Directions:
- a) Answer these questions using the Forrest Gump seafood post, one answer per line with matching marks:
(i) In what year did the movie come out?
(ii) In which chapter of the book does the name Bubba appear?
(iii) What were the crab traps baited with?
- b) Continue the Forrest Gump seafood post from its final sentence.
--- Text section ---
Thanks Forrest. Now I miss seafood.

Shrimp Boat photograph by photographer Kim Slonaker on
photo credit: Kim Slonaker

I’m reading Forrest Gump. I haven’t seen the movie since it came out in 1994, I’ve never read the book, and I haven’t gotten anywhere near the part where Bubba tells Forrest about shrimp:

“Shrimp is the fruit of the sea. You can barbecue it, boil it, broil it, bake it, saute it. Dey’s uh, shrimp-kabobs, shrimp creole, shrimp gumbo. Pan fried, deep fried, stir-fried. There’s pineapple shrimp, lemon shrimp, coconut shrimp, pepper shrimp, shrimp soup, shrimp stew, shrimp salad, shrimp and potatoes, shrimp burger, shrimp sandwich. That- that’s about it.” – Bubba in Forrest Gump (the movie)

In fact, I have no idea if that scene even happens in the book [ed. note: it does not], but just being on the page with Forrest, and hearing his voice, and seeing the name Bubba in chapter 3, I remember the movie. And now I’m thinking about seafood. I’m thinking about the shrimp boats of my Georgia childhood, and the crab traps baited with raw chicken, and the fishing poles sticking up from our boat’s white rod holders, and the cast nets that you held the weighted skirt of in your teeth while you got your hands in the right position to spin the white web out over the water. I’m thinking about seagulls squawking and dolphins chittering behind shrimpers, waiting for them to pull their nets in, about the sound of blue crab legs scuttling in the bottom of a white plastic compound bucket, about that dock under a bridge on Wilmington Island where Mom would buy shrimp fresh off the boat.
--- Record excerpts ---
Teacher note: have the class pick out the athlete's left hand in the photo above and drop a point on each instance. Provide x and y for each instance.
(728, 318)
---
--- Record excerpts ---
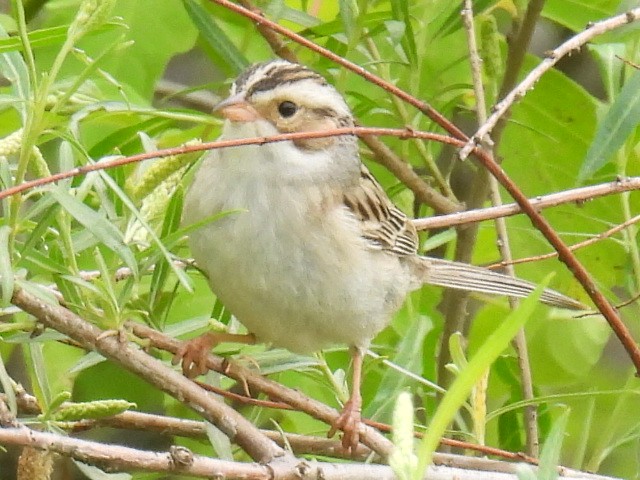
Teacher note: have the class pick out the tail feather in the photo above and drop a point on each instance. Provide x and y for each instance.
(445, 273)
---
The responses:
- a)
(i) 1994
(ii) Chapter 3
(iii) Raw chicken

- b)
But mostly I’m thinking about oyster roasts and crab boils and red hot skillets for blackening Dad’s caught-today grouper, and fresh fish on the menu at riverside restaurants, and watching Mom drop blue crabs into a huge pot of boiling water, and then pulling them out as hot and red as a bad sunburn.

My husband and I have moved around a lot, sometimes near the ocean, and sometimes not. We wintered in Maine one year and took full advantage of the lobster fishery there. I remember lobster rolls from a roadside stand on our way to somewhere;  I don’t remember where. I only remember seeing the stand under a bridge. The light was beautiful that day – slanted and yellow warm against a crisp winter sky. And I remember lobster chowder at a shack on a rocky jetty that jutted into a wild January sea. Angry icy waves crashed against jagged stone, and we sipped steaming hot chocolate and slurped thick lobster stew as wind and water raged outside.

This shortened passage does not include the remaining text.